───── Record list

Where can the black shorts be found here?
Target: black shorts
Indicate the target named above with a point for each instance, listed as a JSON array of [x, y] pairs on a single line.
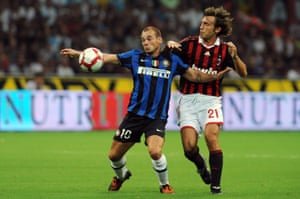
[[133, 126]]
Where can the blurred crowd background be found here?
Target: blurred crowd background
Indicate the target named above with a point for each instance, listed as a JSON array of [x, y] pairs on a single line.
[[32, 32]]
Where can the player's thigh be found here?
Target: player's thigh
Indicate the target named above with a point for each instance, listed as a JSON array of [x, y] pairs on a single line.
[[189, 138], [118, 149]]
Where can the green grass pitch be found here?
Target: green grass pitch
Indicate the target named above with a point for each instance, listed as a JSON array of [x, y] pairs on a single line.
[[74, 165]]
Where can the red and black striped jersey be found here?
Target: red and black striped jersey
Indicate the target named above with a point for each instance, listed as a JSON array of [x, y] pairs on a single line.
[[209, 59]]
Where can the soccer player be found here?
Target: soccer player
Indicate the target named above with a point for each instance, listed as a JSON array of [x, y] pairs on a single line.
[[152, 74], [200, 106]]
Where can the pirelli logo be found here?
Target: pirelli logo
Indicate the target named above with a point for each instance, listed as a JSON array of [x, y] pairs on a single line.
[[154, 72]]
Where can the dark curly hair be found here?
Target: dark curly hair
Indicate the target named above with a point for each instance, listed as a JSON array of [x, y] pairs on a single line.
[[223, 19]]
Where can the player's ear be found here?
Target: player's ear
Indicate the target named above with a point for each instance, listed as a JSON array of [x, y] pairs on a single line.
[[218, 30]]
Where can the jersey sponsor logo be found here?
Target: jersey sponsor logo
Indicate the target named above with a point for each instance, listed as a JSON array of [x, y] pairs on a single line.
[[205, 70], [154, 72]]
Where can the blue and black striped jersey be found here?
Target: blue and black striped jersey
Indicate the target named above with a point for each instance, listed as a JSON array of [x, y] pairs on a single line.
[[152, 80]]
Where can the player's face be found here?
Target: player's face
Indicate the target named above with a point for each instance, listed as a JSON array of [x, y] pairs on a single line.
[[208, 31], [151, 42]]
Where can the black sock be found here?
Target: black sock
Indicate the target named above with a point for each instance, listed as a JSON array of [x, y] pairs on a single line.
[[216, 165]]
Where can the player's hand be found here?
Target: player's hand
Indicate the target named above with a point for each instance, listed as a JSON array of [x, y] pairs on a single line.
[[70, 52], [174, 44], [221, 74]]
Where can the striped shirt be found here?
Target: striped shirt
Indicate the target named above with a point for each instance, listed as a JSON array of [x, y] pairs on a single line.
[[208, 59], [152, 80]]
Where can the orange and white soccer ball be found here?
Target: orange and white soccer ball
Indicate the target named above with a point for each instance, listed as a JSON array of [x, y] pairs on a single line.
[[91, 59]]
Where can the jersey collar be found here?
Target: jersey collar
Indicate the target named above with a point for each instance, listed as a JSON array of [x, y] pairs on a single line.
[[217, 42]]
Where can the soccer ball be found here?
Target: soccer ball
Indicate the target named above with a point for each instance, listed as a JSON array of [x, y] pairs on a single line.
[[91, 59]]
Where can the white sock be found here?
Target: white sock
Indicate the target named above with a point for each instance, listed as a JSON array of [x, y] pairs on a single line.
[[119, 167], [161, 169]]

──────────
───── Record list

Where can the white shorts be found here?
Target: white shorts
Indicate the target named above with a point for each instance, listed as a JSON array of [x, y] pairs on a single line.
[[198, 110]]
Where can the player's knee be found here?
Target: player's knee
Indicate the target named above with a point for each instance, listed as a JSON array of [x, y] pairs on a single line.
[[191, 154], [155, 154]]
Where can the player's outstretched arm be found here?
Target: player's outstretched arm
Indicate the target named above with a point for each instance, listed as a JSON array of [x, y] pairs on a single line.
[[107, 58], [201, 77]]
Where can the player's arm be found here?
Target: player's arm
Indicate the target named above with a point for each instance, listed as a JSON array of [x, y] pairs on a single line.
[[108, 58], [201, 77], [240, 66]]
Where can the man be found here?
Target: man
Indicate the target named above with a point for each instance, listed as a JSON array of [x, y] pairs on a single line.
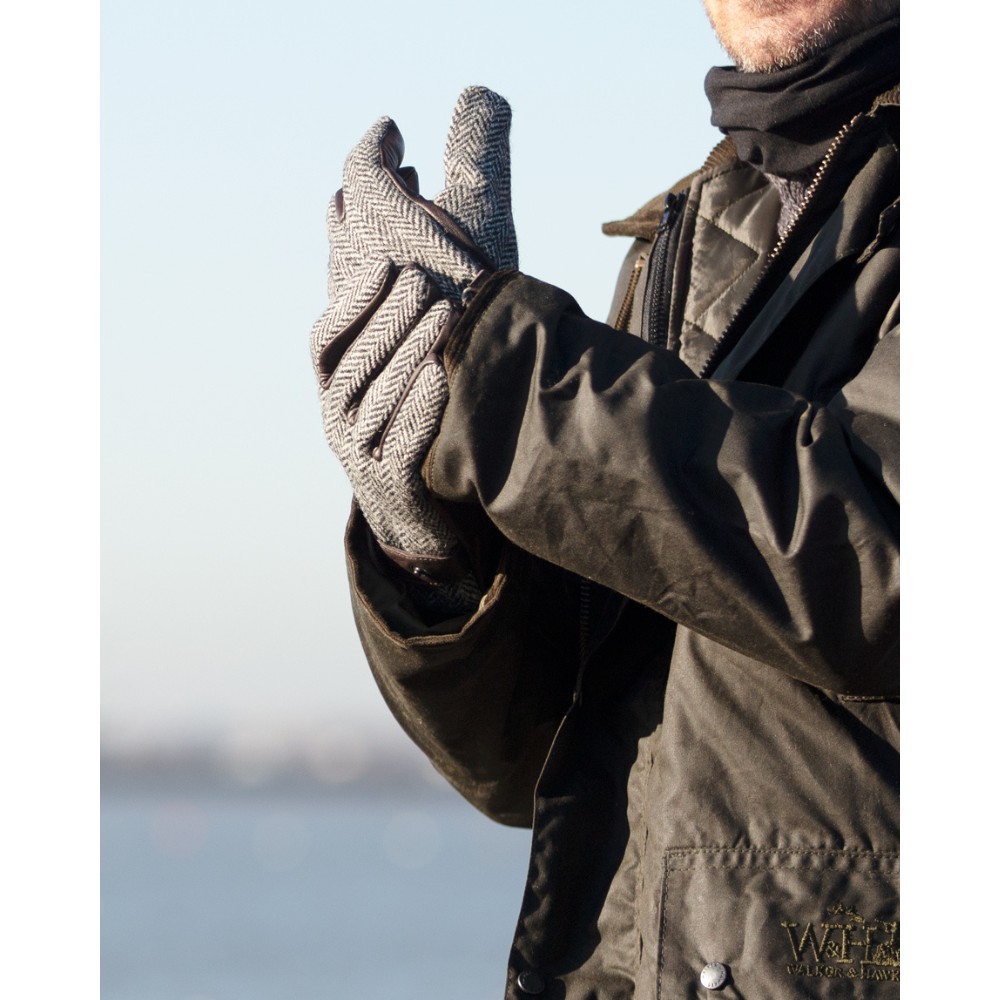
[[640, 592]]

──────────
───── Record list

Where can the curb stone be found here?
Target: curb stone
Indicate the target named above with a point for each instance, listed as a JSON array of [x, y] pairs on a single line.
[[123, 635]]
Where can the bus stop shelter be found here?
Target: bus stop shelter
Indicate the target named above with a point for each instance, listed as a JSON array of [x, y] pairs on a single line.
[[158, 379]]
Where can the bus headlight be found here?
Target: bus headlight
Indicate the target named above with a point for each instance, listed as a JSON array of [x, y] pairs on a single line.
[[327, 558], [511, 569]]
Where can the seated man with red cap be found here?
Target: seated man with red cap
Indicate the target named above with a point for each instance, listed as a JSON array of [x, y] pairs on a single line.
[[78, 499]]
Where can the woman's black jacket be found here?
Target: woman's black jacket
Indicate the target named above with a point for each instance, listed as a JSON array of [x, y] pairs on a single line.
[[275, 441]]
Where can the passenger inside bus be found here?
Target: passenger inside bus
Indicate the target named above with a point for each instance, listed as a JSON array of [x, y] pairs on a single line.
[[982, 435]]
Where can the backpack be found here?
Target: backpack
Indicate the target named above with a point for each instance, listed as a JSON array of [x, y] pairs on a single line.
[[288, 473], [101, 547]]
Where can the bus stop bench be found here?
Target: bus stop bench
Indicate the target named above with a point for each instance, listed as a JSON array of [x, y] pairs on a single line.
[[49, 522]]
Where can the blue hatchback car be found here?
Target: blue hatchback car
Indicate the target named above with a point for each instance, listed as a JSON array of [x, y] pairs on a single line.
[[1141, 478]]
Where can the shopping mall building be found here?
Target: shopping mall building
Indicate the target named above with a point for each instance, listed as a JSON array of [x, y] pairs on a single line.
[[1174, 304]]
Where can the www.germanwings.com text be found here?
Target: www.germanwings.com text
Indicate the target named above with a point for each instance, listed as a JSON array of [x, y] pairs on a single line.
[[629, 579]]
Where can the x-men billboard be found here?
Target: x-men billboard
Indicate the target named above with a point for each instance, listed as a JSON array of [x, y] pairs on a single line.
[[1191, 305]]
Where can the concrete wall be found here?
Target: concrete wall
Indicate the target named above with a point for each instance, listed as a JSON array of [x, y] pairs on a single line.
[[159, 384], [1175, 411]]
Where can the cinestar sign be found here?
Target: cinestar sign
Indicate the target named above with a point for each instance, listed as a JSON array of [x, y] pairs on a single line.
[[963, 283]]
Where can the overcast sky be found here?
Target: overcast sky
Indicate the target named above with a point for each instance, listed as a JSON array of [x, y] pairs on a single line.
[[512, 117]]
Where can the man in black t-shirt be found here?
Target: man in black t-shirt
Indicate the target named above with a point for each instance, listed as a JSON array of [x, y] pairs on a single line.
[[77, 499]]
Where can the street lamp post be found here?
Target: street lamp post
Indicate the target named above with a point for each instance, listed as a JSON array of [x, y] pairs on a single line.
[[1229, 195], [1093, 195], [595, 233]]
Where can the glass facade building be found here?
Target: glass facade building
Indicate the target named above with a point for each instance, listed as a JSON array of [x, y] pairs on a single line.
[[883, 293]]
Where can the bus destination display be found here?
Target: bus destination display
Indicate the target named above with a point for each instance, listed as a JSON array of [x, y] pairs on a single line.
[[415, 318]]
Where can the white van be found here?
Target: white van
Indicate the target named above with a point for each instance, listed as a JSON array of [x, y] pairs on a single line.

──────────

**What you need to do:** Rewrite the entries starting at the line containing "Where can the jersey sponsor" and ending at the line containing "[[205, 70], [154, 72]]", with "target named above" changed to "item named above" and everything else left as it is.

**Correct output:**
Where can the jersey sponsor logo be found here?
Target: jersey sponsor logo
Indicate the item named above with a point for each instance, listed as a JSON array of [x, y] pairs on a single line.
[[205, 70], [154, 72]]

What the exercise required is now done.